Selected extract =
-------------------------

# USB Microphone

## l1t

What kernel module should I add to get a USB Mic to work. I went in checked everysingle USB kernel module checkbox in menuconfig and it still does not show up when I go to preferences >sounds in gnome ....

Thanks.

----------

## Dominique_71

It is snd-usb-audio in the ALSA configuration of menuconfig.

This module support all the USB2 audio class compliant cards. If your webcam is not USB2 audio class2 compliant, you have to search the ALSA website to see if another module will support it.

----------

## l1t

 *Dominique_71 wrote:*   

> It is snd-usb-audio in the ALSA configuration of menuconfig.
> 
> This module support all the USB2 audio class compliant cards. If your webcam is not USB2 audio class2 compliant, you have to search the ALSA website to see if another module will support it.

 

I'm just at work right now so I can't look for that. Would you please like...spell it out for me. As in Filesystems --->  etc. Like explain exactly what menuconfig menus to browse to get to the sn-usb-audio.

Thanks btw.

-------------------------

Information supplied =
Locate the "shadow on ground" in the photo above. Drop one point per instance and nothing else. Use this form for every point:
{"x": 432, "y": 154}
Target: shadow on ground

-------------------------

Goals =
1. Give the username that heads each post in the USB microphone thread, in order from first post to last.
2. Continue the USB microphone thread with the next post.

Outputs in order =
1.
1. l1t
2. Dominique_71
3. l1t

2.
----------

## BillWho

Just happened to be playing around in here   :Very Happy: 

 Location:                                                                                                                                                                                            │  

  │     -> Device Drivers                                                                                                                                                                                  │  

  │       -> Sound card support (SOUND [=y])                                                                                                                                                               │  

  │         -> Advanced Linux Sound Architecture (SND [=y])                                                                                                                                                │  

  │           -> USB sound devices (SND_USB [=y])                                                                                                                                                          │  

  │

----------

## l1t

 *BillWho wrote:*   

> Just happened to be playing around in here  
> 
>  Location:                                                                                                                                                                                            │  
> 
>   │     -> Device Drivers                                                                                                                                                                                  │  
> ...

 

Great thanks guys! Really appreciate it.

Now while you are here where do I go to enable USB wireless cards such as an Alpha. Or even internal wireless card modules?

----------

## Dominique_71

I always put everything that is ALSA related as modules. Just follow the guide: http://www.gentoo.org/doc/en/alsa-guide.xml and you must be fine.

----------

## l1t

 *Dominique_71 wrote:*   

> I always put everything that is ALSA related as modules. Just follow the guide: http://www.gentoo.org/doc/en/alsa-guide.xml and you must be fine.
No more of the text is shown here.